- PASSAGE PROVIDED
-- Opening Marker --
The column below reflects the views of the author, and these opinions are neither endorsed nor supported by

With the end of stay-at-home and often no masks, COVID-19 is surging in the Sun Belt and increasing in Wisconsin (WI). Now over 2.4 million cases nationally, 27,000 plus in WI; over 125,000 U.S. deaths and approaching 800 in WI. Individuals in their 20s are driving the increases (Dane and La Crosse Counties). The CDC said COVID-19 may have infected 24 million Americans. However, Trump continues to downplay the COVID-19 threat.

Same on the economy. Trump tweeted: “Our economy is roaring back and will NOT be shut down”. However, double-digit unemployment will likely persist into 2021, and jobless claims rose above 1 million for the 14th week. Moreover, the Sun Belt surge, need by states for new safeguards and a global economic downturn sent the stock market plunging. The collateral damage from COVID-19 has resulted in about 27 million jobless losing their private health insurance, including 446,000 in WI (Kaiser Family Foundation). An unprecedented catastrophe!
-- Closing Marker --
- Items from a data source
-- Opening Marker --
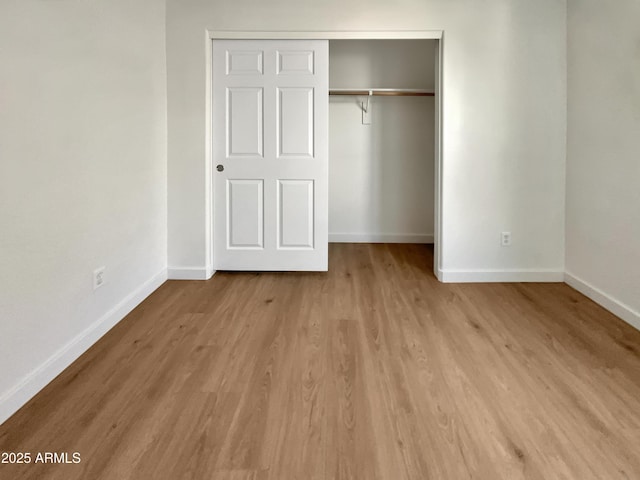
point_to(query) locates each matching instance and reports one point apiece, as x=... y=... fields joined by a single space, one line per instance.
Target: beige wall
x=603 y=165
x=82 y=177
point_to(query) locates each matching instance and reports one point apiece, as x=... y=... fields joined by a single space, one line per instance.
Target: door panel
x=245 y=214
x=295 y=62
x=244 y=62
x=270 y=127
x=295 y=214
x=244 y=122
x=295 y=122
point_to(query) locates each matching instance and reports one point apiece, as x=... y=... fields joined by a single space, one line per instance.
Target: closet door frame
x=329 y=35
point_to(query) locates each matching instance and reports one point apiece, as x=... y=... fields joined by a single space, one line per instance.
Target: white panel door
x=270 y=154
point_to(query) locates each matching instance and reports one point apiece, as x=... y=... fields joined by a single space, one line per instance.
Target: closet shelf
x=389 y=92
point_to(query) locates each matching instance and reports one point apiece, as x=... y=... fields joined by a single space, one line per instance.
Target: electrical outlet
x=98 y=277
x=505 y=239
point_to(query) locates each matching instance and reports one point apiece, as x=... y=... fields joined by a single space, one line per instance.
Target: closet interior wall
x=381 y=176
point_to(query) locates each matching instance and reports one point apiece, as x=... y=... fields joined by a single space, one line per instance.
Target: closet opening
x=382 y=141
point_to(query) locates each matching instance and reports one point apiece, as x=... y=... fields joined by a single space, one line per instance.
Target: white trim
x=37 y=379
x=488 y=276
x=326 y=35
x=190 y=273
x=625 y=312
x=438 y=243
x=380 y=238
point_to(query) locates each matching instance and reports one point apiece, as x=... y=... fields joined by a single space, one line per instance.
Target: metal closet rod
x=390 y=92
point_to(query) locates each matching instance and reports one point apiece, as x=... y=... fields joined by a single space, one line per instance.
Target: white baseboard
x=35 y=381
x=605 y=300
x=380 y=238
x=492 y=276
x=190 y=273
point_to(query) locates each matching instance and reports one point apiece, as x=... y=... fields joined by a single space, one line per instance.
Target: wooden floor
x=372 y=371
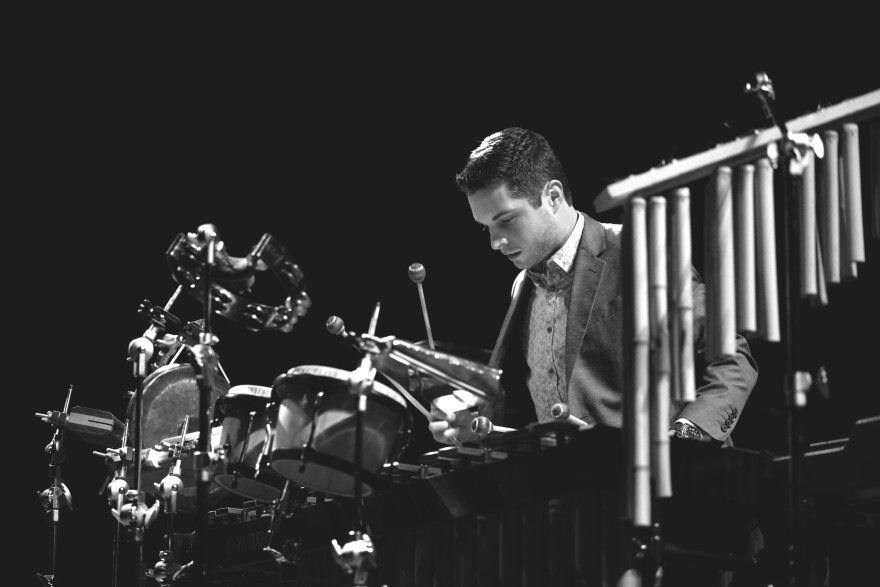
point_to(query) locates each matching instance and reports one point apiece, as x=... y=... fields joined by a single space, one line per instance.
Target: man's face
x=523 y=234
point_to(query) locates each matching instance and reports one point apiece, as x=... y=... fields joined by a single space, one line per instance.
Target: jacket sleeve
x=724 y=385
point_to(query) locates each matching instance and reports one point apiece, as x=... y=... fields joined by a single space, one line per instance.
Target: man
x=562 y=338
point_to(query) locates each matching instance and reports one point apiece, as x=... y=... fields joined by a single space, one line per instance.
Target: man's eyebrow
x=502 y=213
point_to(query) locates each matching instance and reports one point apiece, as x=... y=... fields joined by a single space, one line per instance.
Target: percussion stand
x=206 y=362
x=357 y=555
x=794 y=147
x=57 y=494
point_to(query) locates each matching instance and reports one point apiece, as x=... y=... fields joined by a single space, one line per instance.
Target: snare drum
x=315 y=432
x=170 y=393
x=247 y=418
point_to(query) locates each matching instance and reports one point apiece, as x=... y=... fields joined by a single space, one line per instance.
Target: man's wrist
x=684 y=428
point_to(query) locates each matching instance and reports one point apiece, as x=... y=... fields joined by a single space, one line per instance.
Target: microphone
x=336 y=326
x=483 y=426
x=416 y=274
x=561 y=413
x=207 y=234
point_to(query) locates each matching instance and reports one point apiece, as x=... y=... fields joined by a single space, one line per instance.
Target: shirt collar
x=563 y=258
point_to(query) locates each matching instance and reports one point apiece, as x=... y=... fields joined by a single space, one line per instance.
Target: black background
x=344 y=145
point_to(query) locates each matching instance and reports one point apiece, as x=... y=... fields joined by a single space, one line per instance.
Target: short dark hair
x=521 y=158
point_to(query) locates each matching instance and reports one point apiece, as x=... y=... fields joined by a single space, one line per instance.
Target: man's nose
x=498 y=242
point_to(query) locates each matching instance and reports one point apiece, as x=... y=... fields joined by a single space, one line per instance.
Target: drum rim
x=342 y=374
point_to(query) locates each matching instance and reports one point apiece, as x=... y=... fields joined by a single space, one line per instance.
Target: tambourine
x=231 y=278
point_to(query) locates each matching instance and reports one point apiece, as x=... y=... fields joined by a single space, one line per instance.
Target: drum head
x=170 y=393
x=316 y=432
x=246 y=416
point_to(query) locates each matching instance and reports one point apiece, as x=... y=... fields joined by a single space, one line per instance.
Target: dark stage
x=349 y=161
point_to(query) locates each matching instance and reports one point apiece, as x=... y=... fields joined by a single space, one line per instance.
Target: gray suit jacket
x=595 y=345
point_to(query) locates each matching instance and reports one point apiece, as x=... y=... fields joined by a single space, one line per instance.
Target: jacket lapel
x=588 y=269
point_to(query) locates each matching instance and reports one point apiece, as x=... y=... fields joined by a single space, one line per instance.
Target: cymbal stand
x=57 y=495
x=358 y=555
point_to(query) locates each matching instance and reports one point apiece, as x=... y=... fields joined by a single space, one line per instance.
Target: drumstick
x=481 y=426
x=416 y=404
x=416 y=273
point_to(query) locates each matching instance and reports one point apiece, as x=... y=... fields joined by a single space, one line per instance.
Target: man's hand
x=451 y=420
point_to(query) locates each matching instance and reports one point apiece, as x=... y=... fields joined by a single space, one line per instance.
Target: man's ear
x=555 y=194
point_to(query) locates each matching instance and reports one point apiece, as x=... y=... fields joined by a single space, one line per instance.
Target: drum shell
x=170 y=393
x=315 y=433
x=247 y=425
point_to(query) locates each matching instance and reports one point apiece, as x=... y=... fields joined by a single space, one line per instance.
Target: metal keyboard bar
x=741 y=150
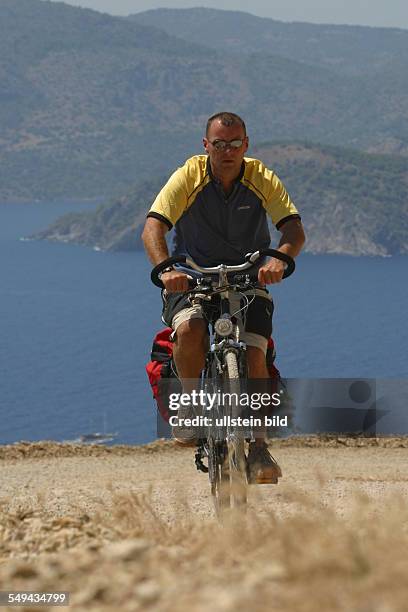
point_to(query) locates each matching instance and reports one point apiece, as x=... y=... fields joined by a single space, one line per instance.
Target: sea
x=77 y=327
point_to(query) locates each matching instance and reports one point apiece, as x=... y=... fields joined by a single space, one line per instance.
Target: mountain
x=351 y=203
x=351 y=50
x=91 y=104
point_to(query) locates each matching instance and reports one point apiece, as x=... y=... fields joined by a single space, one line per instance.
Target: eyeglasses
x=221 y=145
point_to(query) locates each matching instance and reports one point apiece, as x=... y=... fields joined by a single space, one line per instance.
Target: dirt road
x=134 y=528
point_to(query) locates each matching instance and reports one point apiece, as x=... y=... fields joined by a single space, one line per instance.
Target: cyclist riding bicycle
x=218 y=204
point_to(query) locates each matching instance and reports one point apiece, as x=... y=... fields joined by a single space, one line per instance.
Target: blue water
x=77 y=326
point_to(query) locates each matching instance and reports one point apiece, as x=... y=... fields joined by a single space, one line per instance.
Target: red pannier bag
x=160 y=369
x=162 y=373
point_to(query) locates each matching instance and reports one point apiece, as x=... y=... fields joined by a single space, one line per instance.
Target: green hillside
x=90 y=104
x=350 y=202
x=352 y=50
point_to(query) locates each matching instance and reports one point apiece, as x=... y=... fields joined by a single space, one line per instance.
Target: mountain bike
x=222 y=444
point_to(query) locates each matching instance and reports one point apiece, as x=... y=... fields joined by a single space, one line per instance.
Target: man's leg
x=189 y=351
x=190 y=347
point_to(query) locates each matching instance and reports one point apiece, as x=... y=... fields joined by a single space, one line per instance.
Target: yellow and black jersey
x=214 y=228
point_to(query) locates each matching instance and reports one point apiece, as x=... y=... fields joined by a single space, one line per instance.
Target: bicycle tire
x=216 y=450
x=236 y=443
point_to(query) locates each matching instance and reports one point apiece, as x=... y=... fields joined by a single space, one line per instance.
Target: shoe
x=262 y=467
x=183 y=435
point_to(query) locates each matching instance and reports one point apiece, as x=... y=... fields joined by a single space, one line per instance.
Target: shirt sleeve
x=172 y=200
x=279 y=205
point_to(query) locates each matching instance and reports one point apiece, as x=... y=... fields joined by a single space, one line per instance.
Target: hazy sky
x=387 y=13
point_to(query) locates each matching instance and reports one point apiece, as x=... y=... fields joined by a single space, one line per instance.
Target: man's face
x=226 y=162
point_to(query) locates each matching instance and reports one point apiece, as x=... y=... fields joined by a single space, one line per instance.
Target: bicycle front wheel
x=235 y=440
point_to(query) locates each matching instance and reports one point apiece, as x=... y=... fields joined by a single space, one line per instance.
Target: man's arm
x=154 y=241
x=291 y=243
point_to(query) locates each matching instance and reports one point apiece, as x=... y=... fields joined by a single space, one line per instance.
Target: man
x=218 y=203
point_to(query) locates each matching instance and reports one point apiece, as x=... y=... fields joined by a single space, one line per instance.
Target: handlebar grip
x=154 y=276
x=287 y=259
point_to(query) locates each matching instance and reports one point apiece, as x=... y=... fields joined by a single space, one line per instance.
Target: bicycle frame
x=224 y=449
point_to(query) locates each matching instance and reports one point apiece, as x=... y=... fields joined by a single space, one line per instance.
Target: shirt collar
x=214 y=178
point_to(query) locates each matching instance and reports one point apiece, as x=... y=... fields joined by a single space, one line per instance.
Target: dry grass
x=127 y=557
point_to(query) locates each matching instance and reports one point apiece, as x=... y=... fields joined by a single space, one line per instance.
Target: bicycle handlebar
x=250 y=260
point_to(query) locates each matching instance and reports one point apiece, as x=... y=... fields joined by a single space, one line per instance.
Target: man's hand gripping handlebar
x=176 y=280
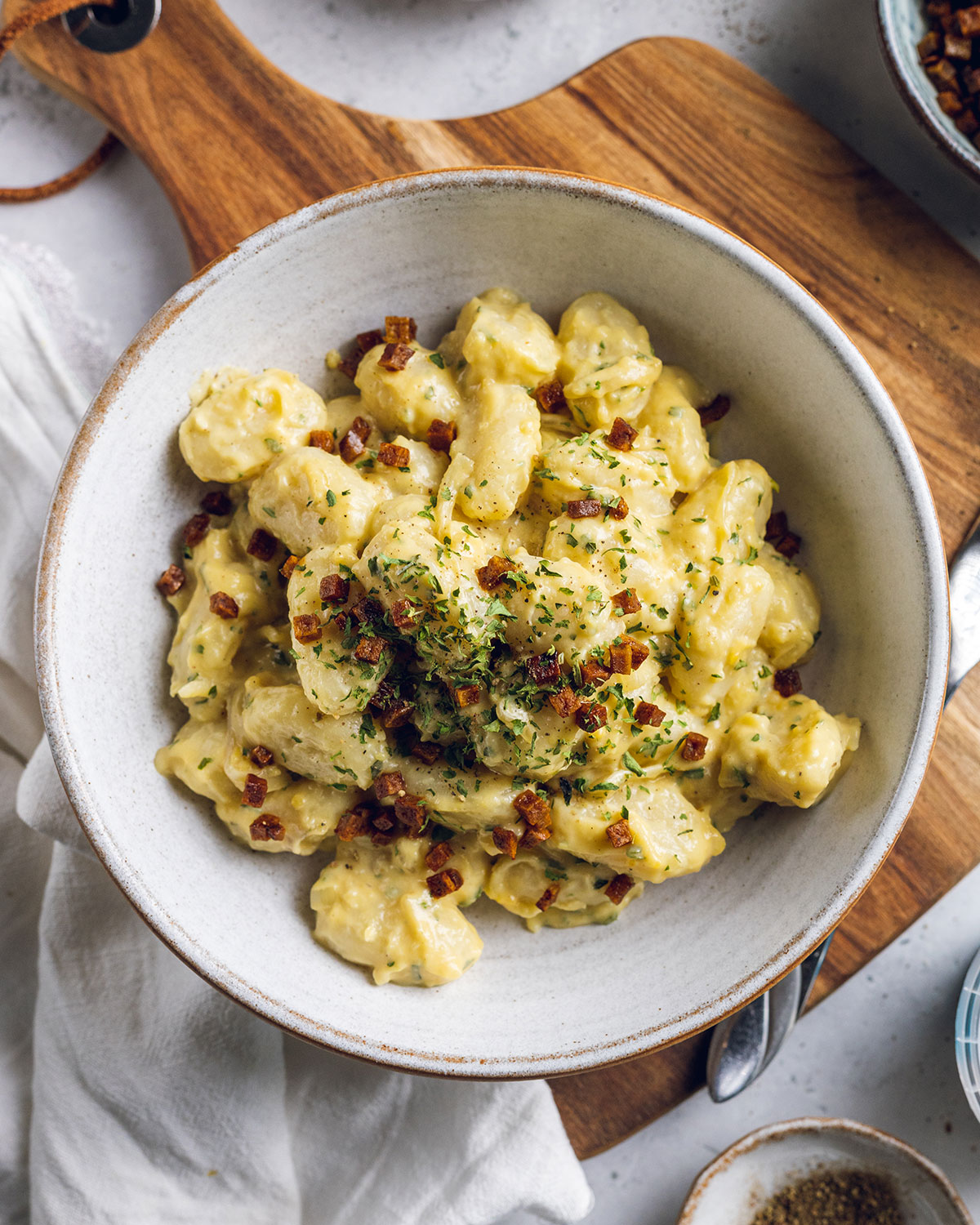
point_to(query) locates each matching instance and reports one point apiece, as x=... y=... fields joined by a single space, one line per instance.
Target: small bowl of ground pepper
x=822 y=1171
-- Closing Marker --
- WHAT YOU WILL DO
A. Reproduce the COVID-19 column word for word, starting with "Same on the" and going on through "An unprecedented catastrophe!".
B. According to the COVID-19 column, how many jobless people in Wisconsin lost their private health insurance?
C. Carry the COVID-19 column forward from its last sentence.
This material is separate from the COVID-19 column.

- ANSWERS TO EACH TASK
A.
Same on the economy. Trump tweeted: “Our economy is roaring back and will NOT be shut down”. However, double-digit unemployment will likely persist into 2021, and jobless claims rose above 1 million for the 14th week. Moreover, the Sun Belt surge, need by states for new safeguards and a global economic downturn sent the stock market plunging. The collateral damage from COVID-19 has resulted in about 27 million jobless losing their private health insurance, including 446,000 in WI (Kaiser Family Foundation). An unprecedented catastrophe!

B. About 446,000.

C.
Circumstances in WI have changed dramatically. Retiring GOP state Senator Luther Olsen, vice-chair of the Joint Finance Committee, gets it. Olsen boldly stepped up saying it was time to reconsider Medicaid expansion: “When you’ve got that kind of money on the table and a lot of other Republican states have taken it, I think you have to look at that. When you change your mind in politics, you have to have a reason to do this. And, this is a reason” (COVID-19, rising uninsured rate and budget shortfall).

Olsen understands that the health care system in WI is fragile, especially in rural areas. Studies show many rural hospitals are financially vulnerable. Rising numbers of uninsured mean increased uncompensated care for hospitals and doctors. The impact on a disproportionately elderly, ill and poor rural population will be sheer misery. Rural hospitals lack intensive care beds, protective medical equipment and adequate transit and professionals. Medicaid expansion would be an economic and health boon. Why?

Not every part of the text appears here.